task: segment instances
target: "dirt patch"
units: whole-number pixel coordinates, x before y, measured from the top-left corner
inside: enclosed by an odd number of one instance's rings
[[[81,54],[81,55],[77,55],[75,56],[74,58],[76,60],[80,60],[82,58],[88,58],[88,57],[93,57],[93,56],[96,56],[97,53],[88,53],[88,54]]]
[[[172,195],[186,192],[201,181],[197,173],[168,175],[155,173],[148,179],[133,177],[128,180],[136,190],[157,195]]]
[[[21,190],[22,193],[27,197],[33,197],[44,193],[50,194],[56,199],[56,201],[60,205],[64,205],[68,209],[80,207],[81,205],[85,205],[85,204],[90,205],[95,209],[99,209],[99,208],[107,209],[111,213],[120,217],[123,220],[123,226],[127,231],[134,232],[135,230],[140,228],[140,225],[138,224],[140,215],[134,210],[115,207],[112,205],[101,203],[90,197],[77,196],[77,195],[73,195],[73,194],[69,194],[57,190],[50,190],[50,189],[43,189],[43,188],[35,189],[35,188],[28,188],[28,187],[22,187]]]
◇ ◇ ◇ ◇ ◇ ◇ ◇
__Instructions for the task__
Reproduce all of the material above, line for line, without changing a single character.

__Reply to the task__
task: segment instances
target: "dirt patch"
units: whole-number pixel coordinates, x before y, measured from the top-left corner
inside: enclosed by an odd number of one instance's rings
[[[81,54],[81,55],[77,55],[75,56],[74,58],[76,60],[80,60],[82,58],[88,58],[88,57],[93,57],[93,56],[96,56],[97,53],[88,53],[88,54]]]
[[[172,195],[186,192],[201,181],[197,173],[168,175],[155,173],[148,179],[133,177],[128,180],[136,190],[157,195]]]
[[[21,190],[22,193],[27,197],[33,197],[44,193],[50,194],[56,199],[56,201],[60,205],[64,205],[68,209],[80,207],[81,205],[85,205],[85,204],[90,205],[95,209],[99,209],[99,208],[107,209],[111,213],[120,217],[123,220],[123,226],[127,231],[134,232],[135,230],[140,228],[140,225],[138,224],[140,215],[134,210],[115,207],[112,205],[101,203],[90,197],[77,196],[77,195],[73,195],[73,194],[69,194],[57,190],[50,190],[50,189],[43,189],[43,188],[35,189],[35,188],[28,188],[28,187],[22,187]]]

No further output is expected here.